**REQUIRED TASK:** Give every line of the data below as a numbered list, leaving out blank lines. Don't include the pictures in your answer.

(Rows from a dataset)
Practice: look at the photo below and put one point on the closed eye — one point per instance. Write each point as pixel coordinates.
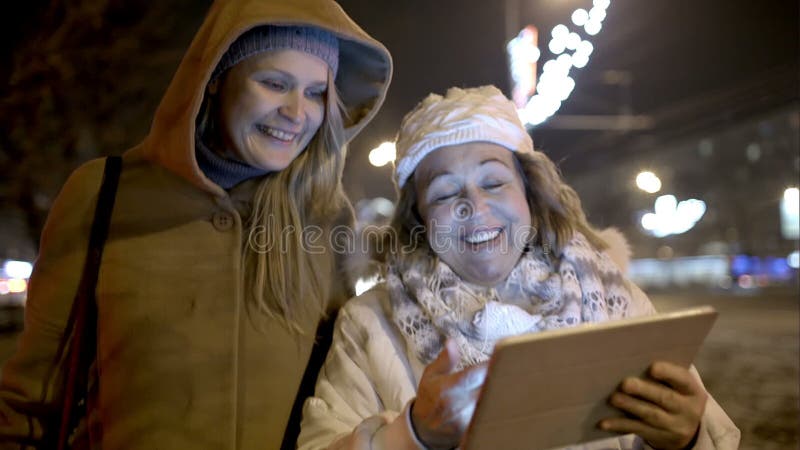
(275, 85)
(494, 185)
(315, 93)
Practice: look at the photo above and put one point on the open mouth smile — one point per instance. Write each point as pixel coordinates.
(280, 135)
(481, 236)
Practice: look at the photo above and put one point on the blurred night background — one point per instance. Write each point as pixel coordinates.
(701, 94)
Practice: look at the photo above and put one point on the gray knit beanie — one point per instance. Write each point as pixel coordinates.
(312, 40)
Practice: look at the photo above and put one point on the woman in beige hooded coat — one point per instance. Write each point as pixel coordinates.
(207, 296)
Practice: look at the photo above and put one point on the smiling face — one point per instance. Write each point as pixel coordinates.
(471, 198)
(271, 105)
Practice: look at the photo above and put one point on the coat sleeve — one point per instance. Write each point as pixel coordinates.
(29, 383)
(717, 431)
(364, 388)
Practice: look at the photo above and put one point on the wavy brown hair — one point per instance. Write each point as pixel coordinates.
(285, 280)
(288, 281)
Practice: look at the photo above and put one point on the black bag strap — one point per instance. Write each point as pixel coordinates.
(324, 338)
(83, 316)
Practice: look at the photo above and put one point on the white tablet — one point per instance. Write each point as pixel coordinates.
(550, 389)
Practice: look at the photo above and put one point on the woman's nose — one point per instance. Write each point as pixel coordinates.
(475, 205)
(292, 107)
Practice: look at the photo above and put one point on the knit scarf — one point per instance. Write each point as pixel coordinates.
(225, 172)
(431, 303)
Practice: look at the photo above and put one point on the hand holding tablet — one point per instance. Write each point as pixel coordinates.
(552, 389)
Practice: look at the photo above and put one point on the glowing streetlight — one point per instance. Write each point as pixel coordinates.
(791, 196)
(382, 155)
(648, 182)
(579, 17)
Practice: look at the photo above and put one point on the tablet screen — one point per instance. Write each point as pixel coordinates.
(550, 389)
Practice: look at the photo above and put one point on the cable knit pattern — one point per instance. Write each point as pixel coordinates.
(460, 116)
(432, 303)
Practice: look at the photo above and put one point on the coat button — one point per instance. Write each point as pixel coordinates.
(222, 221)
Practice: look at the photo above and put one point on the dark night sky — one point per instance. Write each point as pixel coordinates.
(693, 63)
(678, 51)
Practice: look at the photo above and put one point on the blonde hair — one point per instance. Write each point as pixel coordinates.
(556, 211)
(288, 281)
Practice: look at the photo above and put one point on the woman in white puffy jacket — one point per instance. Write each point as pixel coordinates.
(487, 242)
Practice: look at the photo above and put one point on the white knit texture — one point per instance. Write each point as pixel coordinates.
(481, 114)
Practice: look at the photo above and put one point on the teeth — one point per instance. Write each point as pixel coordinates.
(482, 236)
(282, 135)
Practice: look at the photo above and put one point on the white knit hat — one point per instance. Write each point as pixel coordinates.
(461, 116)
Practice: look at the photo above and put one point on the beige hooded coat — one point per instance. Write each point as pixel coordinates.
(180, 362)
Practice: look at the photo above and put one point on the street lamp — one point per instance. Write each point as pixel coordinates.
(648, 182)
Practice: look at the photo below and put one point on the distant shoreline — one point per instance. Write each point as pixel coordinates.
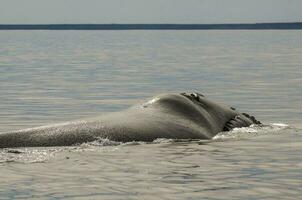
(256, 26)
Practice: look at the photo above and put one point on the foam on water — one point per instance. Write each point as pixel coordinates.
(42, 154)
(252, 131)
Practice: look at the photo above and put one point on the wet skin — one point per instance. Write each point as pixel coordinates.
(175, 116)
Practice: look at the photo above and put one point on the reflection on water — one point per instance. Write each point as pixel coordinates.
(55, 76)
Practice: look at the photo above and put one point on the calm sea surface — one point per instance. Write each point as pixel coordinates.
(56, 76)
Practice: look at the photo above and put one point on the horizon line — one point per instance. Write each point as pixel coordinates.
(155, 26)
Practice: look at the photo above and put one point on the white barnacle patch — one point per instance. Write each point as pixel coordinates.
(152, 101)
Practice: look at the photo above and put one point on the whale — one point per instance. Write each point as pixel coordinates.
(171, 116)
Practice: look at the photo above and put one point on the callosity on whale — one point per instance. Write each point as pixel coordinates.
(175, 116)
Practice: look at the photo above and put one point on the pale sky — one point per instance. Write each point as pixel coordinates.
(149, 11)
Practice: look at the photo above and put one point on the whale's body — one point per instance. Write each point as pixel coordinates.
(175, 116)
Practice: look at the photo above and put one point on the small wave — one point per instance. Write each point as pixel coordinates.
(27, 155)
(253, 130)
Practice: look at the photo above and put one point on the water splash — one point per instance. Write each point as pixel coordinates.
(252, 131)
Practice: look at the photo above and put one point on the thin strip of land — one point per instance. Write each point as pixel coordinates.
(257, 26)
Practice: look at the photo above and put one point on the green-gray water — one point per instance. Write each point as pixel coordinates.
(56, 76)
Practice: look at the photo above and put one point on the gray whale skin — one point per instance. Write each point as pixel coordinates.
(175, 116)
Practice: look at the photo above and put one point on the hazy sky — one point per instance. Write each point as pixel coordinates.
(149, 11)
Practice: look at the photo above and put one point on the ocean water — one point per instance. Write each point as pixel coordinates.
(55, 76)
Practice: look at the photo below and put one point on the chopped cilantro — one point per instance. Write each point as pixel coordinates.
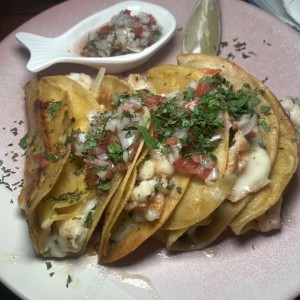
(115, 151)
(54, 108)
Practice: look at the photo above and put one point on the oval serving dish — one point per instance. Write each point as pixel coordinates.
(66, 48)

**CORRECT OUTPUT:**
1. Practice: look at the photo below and put one point on the closed eye — one point per instance. Write each point as pixel coordinates.
2. (275, 85)
3. (494, 185)
4. (315, 93)
5. Practice: look at the photo above and put one point on the open mouth smile — one point per instance. Write each point as pixel coordinates.
6. (280, 135)
7. (481, 236)
8. Practice: look at the photo above and put one point on the blurred night background — one point per instance. Write each point as pixel coordinates.
9. (701, 94)
10. Practice: look at the photo above and put one point on the gray knit beanie — one point per instance. Write each point as pixel coordinates.
11. (312, 40)
12. Practice: look at the photo above and put one point on the woman in beige hooded coat — one point per instance. Write each point as pixel coordinates.
13. (207, 296)
14. Practice: look at the photo above and put one point on the smiling face — one point per instance. Write each point as pixel coordinates.
15. (471, 198)
16. (271, 105)
17. Practice: look at the photo above and put one point on the coat sleeve — one point per instance. Write each point as pixel coordinates.
18. (29, 383)
19. (717, 431)
20. (364, 388)
21. Practice: look at the photo above and put one point on the wavy brown hair — one point per instance. Write each point as pixel coordinates.
22. (285, 280)
23. (288, 281)
24. Practice: look at the photo above and put one point on the black bag strap — one point per instance. Write each point as pixel coordinates.
25. (324, 338)
26. (83, 316)
27. Practice: look at the photo above and put one point on the white tablet — one point per instance. Write each point as pixel coordinates.
28. (550, 389)
29. Practice: look at the photo above and put one point on the woman's nose — one point per instance. Write each point as pixel coordinates.
30. (475, 205)
31. (292, 107)
32. Practice: look at the photo above and put one point on the knit scarf — one point per instance. Write each point as pixel coordinates.
33. (225, 172)
34. (431, 303)
35. Practice: look at the photo above and put one point on the hand holding tablet — one point per instance. Write each point as pixel coordinates.
36. (552, 389)
37. Practice: look at the photo above and put one point on the glowing streetlight — one point per instance. Write each point as pixel coordinates.
38. (791, 196)
39. (382, 155)
40. (648, 182)
41. (579, 17)
42. Practice: look at the photo above and put one point on the tablet screen — one point per instance. Write each point as pixel coordinates.
43. (550, 389)
44. Practice: look at the photo above and put one point on the cable knit pattern — one point per instance. Write each point as pixel coordinates.
45. (460, 116)
46. (432, 303)
47. Practice: look at the photo above and put one point on the coat button — one point per instance. Write each point as pixel coordinates.
48. (222, 221)
49. Practice: look at the photo above and put one point on the dark night sky — one point per instance. Write each point as pixel coordinates.
50. (693, 63)
51. (678, 51)
52. Practice: look at the photo above and put one point on the blonde hair — one point per instance. Write each point as pixel coordinates.
53. (556, 211)
54. (288, 281)
55. Practice: look at the photo above and put one point on the woman in white puffy jacket — one point per instance. Write each point as pixel coordinates.
56. (487, 242)
57. Practice: look at the photo above and put one point on the white knit texture — one point per instance. Write each point as pixel coordinates.
58. (481, 114)
59. Practice: look at the photo above and put one point on the teeth — one point per instance. Write each point as pixel coordinates.
60. (482, 236)
61. (282, 135)
62. Practice: look at the photo above and put one point on the white knit hat — one point per instance. Write each point as pixel coordinates.
63. (461, 116)
64. Practice: look at the photo above and put one point on the beige hooded coat — one point per instance. Write each point as pixel coordinates.
65. (180, 362)
66. Practice: look at the photo above and put one point on the street lamp — one point per instance. Write each point as pixel coordinates.
67. (648, 182)
68. Practice: look at the photo below and put one point on the distant shoreline — one point per instance. Write each point as pixel coordinates.
69. (256, 26)
70. Practice: look at the photo above and put one point on the foam on water — one point per instance. Write each point as pixel coordinates.
71. (42, 154)
72. (252, 131)
73. Practice: look at the photo above and put one point on the wet skin — one point per instance. Write each point as pixel coordinates.
74. (175, 116)
75. Practice: look at the photo above and put one point on the reflection on water — one point per instance. Write each point as pixel coordinates.
76. (55, 76)
77. Practice: look at the photo above and put one point on the calm sea surface — one point per instance. Write each point as pixel coordinates.
78. (56, 76)
79. Practice: look at the photo above and put one point on the horizon line — one point per instance. Write each point as pixel coordinates.
80. (155, 26)
81. Practice: look at the photo above and put one point on the white barnacle patch — one point per instance. Write each point as pixel coordinates.
82. (152, 101)
83. Practice: look at the photo above and put one point on the whale — one point per instance. Write each point as pixel coordinates.
84. (171, 116)
85. Practice: look at the photo above and put one point on the callosity on whale — one point per instance. Write each point as pixel coordinates.
86. (175, 116)
87. Practice: look at the photo above and put one point on the pale sky — one point per instance. Write each point as pixel coordinates.
88. (149, 11)
89. Practice: look at the photo above and put one point on the whale's body — one point per instance. Write each point as pixel coordinates.
90. (175, 116)
91. Practice: look at the photo above and put one point on the small wave — one point per instance. Write each point as pixel coordinates.
92. (27, 155)
93. (253, 130)
94. Practice: look at the photo above and put one point on the water splash — one point per instance. Write each point as pixel coordinates.
95. (252, 131)
96. Practice: look at the photo above and put one point on the thin strip of land — one point per instance. Write each point as pixel coordinates.
97. (257, 26)
98. Practice: look at the photo above and put one point on the green-gray water — one point per instance. Write each point as pixel coordinates.
99. (56, 76)
100. Practice: look at the photo above and put one point on the gray whale skin — one point per instance. Write each point as pixel coordinates.
101. (175, 116)
102. Practice: look at the photo above and put one point on the hazy sky — one point per instance. Write each point as pixel coordinates.
103. (149, 11)
104. Practice: look at the photo above and put one point on the ocean water — one point per instance. Write each point as pixel coordinates.
105. (55, 76)
106. Practice: look at the photo below and put one point on the chopped cilantro — one point per instance. Write each point as pixel coordinates.
107. (115, 151)
108. (54, 108)
109. Practice: look at the photo above and put one point on the oval serving dish — one point per instance. Write each point as pixel coordinates.
110. (66, 48)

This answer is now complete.